### EXERCISE INPUTS
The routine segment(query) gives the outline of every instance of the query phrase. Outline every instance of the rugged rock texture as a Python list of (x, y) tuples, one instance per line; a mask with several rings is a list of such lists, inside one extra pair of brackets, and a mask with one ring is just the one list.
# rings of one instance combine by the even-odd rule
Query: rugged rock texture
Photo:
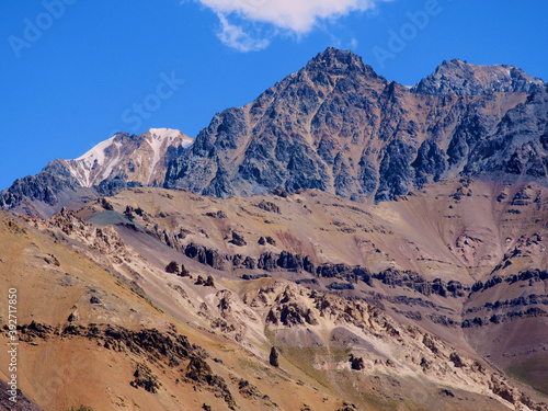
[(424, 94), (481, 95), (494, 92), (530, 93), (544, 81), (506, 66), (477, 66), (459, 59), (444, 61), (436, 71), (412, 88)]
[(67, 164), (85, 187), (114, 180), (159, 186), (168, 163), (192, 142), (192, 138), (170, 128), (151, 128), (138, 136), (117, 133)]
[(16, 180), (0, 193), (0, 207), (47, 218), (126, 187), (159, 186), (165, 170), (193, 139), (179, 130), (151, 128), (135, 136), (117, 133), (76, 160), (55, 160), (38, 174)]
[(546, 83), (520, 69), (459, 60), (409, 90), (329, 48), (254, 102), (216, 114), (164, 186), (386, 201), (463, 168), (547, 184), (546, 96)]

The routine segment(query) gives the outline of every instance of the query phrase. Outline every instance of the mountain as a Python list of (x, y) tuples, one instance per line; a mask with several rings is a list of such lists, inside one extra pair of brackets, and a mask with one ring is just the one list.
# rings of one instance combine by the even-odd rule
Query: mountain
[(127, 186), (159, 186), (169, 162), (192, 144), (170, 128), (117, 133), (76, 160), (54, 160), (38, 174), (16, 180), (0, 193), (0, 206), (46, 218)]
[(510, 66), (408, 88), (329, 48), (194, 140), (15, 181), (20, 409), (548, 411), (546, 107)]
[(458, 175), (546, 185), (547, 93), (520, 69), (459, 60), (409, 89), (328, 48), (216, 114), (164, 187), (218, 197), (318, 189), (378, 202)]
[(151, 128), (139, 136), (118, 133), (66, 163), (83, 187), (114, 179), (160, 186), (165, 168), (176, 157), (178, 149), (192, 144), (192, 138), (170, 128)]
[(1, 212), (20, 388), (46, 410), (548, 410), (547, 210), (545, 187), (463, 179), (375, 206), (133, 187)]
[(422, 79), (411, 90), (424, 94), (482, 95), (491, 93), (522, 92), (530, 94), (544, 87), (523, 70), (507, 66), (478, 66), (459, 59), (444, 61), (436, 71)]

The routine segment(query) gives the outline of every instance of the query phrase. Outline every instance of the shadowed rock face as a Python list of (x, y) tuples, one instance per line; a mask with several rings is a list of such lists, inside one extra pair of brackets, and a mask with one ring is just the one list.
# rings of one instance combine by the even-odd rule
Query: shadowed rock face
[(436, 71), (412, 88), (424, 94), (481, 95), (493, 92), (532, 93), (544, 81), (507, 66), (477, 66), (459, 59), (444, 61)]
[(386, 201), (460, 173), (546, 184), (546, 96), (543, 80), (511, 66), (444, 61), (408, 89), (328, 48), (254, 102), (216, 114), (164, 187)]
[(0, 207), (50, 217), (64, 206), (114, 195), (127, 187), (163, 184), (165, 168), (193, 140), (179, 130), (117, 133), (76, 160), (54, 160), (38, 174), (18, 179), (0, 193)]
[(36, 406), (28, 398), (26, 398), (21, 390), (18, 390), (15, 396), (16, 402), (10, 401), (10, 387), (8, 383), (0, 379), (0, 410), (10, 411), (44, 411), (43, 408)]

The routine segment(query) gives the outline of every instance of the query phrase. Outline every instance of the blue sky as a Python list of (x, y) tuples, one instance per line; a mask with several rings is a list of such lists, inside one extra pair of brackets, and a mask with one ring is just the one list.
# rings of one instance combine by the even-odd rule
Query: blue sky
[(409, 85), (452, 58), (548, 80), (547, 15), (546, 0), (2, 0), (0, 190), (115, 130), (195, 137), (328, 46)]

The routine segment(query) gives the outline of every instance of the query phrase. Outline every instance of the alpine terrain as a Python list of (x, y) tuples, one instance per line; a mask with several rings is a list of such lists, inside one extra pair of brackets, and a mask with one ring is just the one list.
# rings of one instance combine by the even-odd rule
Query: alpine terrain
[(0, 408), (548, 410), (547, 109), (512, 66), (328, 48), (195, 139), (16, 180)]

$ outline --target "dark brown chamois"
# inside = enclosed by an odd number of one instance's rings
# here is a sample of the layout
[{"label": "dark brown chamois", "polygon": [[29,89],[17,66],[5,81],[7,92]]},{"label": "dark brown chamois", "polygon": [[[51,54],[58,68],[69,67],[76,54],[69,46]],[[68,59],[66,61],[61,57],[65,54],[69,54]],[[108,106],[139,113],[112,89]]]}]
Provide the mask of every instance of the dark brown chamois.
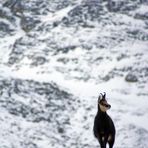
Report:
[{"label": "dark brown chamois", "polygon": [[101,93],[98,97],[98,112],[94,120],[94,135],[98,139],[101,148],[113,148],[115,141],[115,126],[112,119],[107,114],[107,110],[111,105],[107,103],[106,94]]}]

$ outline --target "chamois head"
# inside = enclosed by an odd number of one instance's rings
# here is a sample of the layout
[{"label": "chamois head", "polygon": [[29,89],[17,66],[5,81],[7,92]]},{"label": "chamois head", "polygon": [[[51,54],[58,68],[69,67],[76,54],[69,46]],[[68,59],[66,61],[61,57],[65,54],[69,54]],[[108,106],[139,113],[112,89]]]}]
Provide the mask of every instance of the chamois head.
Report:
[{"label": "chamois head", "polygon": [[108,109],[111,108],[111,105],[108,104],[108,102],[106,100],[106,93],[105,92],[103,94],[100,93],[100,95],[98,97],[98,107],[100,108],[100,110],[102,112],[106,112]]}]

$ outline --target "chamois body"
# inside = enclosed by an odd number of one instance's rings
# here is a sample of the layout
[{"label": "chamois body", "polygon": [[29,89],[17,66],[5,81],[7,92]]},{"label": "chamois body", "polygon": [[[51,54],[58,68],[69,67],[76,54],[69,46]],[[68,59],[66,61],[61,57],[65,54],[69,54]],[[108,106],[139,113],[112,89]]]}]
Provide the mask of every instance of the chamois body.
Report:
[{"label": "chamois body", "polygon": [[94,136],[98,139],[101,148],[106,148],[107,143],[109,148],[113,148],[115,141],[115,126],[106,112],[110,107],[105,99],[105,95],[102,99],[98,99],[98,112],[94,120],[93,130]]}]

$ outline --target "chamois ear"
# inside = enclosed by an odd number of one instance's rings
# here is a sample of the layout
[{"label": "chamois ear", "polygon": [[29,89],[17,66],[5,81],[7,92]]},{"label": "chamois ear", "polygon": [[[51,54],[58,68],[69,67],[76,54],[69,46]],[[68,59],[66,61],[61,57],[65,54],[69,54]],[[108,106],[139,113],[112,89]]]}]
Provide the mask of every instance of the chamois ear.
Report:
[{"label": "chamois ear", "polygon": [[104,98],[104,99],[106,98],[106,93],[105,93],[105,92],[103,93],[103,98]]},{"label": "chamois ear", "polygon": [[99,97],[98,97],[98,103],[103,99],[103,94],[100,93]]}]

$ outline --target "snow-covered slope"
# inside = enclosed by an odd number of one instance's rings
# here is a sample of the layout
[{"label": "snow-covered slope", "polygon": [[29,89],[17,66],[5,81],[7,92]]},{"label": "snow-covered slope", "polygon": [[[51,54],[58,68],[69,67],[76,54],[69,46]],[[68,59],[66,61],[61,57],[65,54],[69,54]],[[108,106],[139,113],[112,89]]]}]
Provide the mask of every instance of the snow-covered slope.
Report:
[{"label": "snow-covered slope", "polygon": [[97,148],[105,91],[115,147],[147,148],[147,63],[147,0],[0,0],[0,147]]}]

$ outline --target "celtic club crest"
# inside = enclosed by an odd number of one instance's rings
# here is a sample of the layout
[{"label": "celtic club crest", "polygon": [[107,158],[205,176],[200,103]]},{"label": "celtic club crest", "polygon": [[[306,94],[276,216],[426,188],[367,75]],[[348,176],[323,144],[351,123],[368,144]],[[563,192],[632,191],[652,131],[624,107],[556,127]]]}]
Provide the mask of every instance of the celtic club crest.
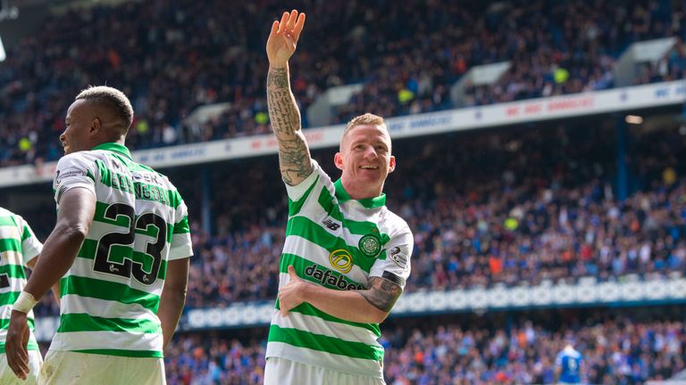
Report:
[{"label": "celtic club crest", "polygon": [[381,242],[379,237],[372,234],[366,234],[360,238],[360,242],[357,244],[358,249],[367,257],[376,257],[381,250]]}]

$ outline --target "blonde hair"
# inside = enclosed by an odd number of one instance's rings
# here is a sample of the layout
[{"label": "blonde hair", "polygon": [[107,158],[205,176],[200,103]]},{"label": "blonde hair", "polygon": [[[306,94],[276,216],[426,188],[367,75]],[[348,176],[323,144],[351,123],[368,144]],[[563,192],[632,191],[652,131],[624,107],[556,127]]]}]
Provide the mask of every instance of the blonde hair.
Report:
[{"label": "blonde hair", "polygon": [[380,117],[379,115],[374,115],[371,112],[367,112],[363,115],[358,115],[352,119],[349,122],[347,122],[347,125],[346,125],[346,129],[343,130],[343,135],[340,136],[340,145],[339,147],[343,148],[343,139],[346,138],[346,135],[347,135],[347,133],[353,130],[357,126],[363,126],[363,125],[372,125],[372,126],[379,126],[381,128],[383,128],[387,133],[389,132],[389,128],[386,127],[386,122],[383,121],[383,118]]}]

### SET PROBLEM
Repeat word for word everything from the start of the items down through the line containing "184), (546, 96)]", leaving out the pictures.

### SOLUTION FOR THIS TASK
The routine segment(query) gives the outline of every instance of the query phrase. Outline every instance of the rugged rock texture as a Python list of (x, y) tuples, one instance per line; a mask with several rings is a list of such lists, inside one extra pair of brackets, and a mask with one ring is just the one list.
# rings of one instance combine by the even-odd rule
Query: rugged rock texture
Photo:
[(424, 94), (481, 95), (494, 92), (530, 93), (544, 81), (506, 66), (477, 66), (459, 59), (444, 61), (436, 71), (412, 88)]
[(67, 164), (85, 187), (114, 180), (159, 186), (168, 163), (192, 142), (192, 138), (170, 128), (151, 128), (138, 136), (117, 133)]
[(16, 180), (0, 193), (0, 207), (47, 218), (126, 187), (159, 186), (165, 170), (193, 139), (179, 130), (151, 128), (135, 136), (117, 133), (76, 160), (55, 160), (38, 174)]
[(546, 83), (520, 69), (459, 60), (409, 90), (329, 48), (254, 102), (216, 114), (164, 186), (386, 201), (463, 168), (547, 184), (546, 96)]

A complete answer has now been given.